**Do this:** List in full every line below that contains the word "bird". Matching is case-sensitive.

══ Supplied data

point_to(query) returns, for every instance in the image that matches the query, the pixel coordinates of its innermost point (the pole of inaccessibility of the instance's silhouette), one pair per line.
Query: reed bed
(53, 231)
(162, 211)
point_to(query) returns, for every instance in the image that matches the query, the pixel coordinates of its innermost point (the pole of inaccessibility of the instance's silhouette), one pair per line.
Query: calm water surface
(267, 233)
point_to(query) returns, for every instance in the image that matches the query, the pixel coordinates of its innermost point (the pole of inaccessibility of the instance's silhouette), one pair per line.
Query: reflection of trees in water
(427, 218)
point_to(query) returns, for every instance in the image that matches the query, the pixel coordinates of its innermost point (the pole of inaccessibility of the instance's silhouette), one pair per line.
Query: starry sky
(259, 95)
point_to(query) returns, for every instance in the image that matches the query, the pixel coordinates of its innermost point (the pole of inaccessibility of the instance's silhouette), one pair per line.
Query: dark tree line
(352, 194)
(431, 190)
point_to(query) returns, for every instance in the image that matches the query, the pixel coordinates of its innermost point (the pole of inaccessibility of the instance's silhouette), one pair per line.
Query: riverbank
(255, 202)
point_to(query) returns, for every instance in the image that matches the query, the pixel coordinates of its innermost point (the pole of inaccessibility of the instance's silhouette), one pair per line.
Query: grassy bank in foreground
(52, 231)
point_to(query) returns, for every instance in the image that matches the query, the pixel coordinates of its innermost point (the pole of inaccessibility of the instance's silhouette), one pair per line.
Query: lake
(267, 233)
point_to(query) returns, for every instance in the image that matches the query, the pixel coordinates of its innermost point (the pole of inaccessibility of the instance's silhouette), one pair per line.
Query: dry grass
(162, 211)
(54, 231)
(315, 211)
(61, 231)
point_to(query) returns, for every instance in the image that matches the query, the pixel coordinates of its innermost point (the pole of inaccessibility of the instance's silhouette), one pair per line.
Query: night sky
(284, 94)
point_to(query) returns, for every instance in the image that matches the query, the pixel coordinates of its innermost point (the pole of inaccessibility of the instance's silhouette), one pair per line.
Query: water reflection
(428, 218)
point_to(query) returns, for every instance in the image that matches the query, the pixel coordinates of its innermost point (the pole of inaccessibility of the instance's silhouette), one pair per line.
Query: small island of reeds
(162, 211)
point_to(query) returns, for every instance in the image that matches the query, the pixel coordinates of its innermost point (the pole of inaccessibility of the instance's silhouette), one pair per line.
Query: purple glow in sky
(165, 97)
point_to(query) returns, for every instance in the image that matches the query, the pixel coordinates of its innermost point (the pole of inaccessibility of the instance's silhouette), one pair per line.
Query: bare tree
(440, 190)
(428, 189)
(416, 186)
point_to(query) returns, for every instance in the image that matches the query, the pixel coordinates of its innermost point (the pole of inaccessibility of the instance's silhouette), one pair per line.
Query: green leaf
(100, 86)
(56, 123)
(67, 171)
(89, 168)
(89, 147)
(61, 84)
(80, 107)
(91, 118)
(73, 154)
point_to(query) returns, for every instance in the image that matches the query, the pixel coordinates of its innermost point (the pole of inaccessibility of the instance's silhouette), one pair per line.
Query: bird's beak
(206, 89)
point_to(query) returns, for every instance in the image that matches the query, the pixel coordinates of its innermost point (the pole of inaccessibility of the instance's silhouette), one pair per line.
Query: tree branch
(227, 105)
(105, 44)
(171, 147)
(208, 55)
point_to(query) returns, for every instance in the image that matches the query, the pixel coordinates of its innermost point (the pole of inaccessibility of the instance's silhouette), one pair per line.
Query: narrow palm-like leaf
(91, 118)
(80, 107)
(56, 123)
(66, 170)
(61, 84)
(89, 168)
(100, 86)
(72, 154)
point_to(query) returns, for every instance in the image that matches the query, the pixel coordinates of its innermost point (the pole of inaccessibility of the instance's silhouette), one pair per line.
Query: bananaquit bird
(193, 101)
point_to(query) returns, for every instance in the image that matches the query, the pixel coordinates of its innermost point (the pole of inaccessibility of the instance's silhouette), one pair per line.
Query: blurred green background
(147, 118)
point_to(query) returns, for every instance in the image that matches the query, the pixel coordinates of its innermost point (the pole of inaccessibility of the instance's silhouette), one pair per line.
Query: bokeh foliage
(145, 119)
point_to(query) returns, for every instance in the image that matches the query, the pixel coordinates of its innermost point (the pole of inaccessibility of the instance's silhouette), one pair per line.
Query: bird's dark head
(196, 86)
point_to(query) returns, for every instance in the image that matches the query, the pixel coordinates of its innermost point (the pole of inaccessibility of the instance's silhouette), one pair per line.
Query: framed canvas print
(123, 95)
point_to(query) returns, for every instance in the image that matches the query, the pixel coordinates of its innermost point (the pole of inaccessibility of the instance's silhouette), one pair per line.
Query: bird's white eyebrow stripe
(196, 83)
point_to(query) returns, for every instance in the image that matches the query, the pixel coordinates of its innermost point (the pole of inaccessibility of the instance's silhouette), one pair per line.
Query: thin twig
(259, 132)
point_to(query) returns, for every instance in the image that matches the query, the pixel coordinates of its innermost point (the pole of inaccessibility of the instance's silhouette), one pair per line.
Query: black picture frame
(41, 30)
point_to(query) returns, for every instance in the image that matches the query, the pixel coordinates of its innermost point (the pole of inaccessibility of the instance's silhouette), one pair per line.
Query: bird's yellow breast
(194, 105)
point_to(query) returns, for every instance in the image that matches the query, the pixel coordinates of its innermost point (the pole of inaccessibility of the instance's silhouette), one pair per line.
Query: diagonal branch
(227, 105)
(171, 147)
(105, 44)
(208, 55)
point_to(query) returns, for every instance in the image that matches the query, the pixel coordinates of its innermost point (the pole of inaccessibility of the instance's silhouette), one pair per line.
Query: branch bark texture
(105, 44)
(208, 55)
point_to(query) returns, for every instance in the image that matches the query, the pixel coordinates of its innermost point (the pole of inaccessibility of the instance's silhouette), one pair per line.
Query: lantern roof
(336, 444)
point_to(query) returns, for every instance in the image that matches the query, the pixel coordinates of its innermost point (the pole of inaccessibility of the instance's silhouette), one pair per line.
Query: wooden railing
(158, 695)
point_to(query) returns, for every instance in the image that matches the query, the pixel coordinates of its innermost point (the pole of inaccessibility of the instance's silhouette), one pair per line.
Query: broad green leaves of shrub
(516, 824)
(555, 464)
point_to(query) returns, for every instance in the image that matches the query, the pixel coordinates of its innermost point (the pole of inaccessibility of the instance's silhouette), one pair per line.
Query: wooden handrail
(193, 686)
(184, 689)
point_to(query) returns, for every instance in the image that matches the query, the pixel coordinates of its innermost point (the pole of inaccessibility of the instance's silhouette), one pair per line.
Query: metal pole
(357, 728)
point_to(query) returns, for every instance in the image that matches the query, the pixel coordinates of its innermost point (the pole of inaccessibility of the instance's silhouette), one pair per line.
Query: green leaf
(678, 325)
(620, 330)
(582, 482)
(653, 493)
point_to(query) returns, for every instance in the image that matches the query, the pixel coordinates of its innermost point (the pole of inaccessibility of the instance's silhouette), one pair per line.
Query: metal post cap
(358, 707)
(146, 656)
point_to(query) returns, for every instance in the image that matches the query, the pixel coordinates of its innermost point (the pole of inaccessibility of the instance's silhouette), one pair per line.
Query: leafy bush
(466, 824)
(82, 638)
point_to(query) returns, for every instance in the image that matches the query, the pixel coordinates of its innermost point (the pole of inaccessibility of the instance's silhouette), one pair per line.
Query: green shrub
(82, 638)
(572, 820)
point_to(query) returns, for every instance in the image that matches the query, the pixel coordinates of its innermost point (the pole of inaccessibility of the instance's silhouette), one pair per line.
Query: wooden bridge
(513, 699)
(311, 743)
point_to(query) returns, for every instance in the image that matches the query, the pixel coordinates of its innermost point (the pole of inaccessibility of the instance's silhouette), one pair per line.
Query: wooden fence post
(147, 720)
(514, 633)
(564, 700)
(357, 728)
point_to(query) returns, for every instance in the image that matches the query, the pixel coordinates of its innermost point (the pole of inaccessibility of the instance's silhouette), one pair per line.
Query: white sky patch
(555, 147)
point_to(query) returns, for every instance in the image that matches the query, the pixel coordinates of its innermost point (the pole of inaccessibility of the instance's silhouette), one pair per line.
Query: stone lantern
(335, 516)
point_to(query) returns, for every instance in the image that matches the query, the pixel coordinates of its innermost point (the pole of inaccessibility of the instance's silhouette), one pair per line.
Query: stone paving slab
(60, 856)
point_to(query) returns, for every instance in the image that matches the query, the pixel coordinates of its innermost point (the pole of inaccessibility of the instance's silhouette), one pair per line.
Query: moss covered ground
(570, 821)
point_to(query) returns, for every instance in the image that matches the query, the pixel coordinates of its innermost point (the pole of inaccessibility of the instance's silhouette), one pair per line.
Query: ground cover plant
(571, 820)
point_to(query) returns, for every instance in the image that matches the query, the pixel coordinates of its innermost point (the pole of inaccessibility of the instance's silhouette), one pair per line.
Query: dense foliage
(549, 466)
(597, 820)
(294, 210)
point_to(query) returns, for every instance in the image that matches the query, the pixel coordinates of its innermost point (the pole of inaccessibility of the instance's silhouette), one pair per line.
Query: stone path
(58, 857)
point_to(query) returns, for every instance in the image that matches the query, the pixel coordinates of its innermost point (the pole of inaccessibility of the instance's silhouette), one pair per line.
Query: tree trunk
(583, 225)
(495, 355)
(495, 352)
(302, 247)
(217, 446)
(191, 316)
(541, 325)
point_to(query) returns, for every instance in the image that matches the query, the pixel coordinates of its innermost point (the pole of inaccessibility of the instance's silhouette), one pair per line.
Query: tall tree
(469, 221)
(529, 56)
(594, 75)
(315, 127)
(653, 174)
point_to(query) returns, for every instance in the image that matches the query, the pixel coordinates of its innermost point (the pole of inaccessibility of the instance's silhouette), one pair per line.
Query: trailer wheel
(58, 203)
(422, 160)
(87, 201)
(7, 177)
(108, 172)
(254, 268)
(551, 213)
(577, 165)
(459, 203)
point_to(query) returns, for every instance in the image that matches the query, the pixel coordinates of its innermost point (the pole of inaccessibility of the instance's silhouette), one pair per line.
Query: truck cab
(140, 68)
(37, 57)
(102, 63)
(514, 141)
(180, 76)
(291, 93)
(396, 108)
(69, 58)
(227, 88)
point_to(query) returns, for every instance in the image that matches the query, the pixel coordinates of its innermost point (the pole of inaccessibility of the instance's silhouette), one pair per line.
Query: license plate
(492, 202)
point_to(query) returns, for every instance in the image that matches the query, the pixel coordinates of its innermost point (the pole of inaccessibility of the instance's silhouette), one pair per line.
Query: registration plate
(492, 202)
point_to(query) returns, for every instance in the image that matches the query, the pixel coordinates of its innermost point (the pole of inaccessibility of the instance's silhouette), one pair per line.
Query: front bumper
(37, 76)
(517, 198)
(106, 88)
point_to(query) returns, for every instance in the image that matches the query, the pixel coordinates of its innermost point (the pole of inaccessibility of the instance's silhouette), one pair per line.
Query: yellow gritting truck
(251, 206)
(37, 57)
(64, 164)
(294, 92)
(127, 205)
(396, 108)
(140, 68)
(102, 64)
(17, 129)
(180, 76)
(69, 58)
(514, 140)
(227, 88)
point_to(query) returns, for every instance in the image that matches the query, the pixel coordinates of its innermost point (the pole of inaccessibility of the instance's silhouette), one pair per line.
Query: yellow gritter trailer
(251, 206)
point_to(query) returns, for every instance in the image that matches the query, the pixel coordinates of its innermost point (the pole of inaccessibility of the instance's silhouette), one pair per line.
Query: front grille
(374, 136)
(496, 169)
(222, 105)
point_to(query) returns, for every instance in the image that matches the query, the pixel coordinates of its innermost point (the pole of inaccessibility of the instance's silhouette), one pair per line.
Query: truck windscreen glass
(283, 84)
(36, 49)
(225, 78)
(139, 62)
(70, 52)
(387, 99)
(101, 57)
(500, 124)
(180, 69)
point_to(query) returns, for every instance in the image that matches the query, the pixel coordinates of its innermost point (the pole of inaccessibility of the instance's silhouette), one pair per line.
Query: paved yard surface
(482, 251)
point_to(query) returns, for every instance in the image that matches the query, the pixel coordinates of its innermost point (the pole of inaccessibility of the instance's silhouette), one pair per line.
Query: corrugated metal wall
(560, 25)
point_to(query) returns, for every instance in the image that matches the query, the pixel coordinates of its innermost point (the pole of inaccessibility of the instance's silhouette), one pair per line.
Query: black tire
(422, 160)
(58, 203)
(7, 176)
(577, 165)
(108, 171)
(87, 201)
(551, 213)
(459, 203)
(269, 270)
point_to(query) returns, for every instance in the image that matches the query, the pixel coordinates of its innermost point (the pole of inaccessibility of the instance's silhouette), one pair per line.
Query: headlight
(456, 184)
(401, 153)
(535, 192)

════

**The result:**
Query: bird's beak
Query: bananaquit bird
Query: bird's dark head
Query: bird's white eyebrow stripe
Query: bird's yellow breast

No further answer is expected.